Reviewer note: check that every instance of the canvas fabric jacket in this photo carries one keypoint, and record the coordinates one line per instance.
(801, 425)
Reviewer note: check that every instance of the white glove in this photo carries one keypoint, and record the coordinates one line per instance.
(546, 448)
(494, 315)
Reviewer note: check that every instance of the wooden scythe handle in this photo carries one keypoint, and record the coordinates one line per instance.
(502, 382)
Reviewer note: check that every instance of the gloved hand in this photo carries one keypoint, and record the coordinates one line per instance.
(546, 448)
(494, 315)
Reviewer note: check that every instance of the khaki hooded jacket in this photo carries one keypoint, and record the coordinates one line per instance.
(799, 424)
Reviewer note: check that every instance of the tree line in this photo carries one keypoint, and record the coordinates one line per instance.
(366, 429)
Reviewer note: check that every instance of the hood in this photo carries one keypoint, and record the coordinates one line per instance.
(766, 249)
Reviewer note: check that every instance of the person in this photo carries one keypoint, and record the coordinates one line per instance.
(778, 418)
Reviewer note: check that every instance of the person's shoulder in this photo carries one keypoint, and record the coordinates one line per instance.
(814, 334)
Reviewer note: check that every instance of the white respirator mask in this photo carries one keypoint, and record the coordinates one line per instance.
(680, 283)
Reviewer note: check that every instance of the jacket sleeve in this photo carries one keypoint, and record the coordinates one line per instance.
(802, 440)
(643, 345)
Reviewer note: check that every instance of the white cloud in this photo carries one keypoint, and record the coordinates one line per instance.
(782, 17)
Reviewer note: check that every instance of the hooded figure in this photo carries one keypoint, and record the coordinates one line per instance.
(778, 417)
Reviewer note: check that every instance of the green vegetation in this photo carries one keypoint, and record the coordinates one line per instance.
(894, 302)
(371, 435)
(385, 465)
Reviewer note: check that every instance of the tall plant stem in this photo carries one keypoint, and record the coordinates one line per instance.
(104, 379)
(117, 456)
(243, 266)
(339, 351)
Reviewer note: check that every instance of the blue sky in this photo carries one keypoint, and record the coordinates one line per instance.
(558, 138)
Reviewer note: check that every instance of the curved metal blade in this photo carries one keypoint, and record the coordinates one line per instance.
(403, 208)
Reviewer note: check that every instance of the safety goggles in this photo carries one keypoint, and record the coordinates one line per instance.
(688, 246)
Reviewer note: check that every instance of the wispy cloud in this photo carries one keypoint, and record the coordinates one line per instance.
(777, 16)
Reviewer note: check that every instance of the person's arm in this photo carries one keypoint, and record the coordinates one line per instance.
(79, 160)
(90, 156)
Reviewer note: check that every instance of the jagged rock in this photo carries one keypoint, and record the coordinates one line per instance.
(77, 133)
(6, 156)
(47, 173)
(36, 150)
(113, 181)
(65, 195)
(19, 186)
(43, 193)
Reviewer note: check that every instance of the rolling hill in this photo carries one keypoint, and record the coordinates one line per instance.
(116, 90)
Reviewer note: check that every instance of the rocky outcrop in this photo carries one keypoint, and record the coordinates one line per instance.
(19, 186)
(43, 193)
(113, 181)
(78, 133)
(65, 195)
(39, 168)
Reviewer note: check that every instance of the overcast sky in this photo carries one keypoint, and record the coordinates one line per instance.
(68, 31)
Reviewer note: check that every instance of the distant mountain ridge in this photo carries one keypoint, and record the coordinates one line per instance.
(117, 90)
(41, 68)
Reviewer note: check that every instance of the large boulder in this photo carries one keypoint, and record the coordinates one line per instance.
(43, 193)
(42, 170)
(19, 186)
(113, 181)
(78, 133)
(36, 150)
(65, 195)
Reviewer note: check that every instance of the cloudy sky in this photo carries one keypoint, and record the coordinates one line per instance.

○ ○ ○ ○ ○ ○ ○

*TASK PROMPT*: Rewrite the lines from the one holding "Reviewer note: check that every instance of the large" through the end of the items, inclusive, keeping the requests and shifting every coordinate in the answers up by 12.

*TASK SOLUTION*:
Reviewer note: check that every instance of the large boulder in this photo carries one keypoint, and record the coordinates one line per instance.
(55, 205)
(54, 182)
(31, 198)
(125, 193)
(90, 145)
(48, 162)
(77, 207)
Reviewer note: check that every instance of the cloudy sky in this photo carries one keypoint, and record the coordinates one line per instance.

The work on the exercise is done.